====== DATA FOR THE TASK ======
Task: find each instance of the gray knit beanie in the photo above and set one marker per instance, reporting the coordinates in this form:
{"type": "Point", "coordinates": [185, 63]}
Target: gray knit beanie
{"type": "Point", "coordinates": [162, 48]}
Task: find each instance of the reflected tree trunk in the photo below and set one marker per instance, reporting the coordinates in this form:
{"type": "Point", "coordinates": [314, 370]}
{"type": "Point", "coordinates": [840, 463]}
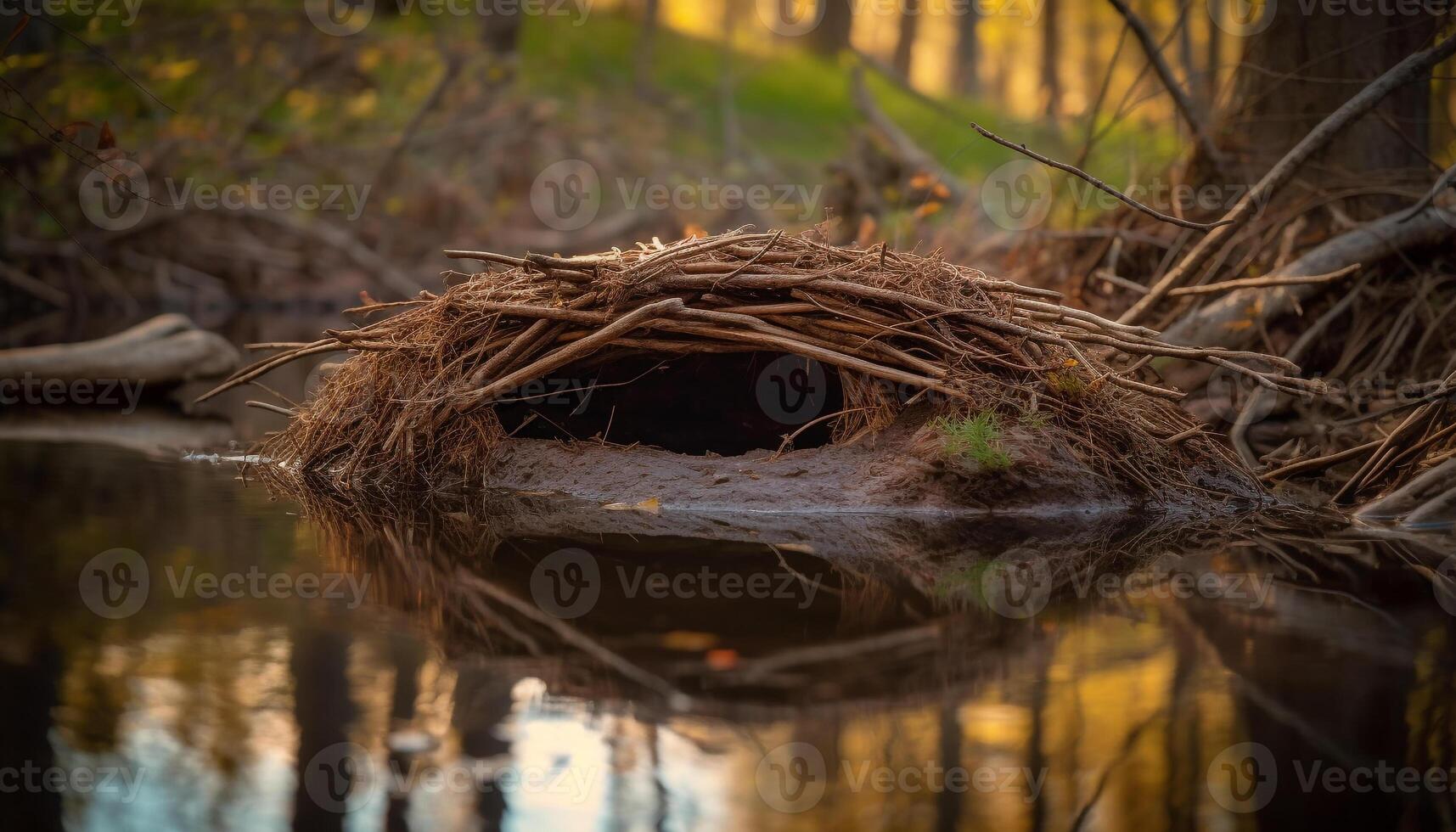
======
■ DESCRIPTION OF THE TASK:
Extract every line of the records above that contains the word "reporting".

■ TASK RESPONSE:
Task: find each instance of the gray knit beanie in the photo above and set one marker per instance, reporting the coordinates in this form:
Task: find each instance of the reflected tree trunk in the photo below and set one marker per instance, reporting the coordinates in this form:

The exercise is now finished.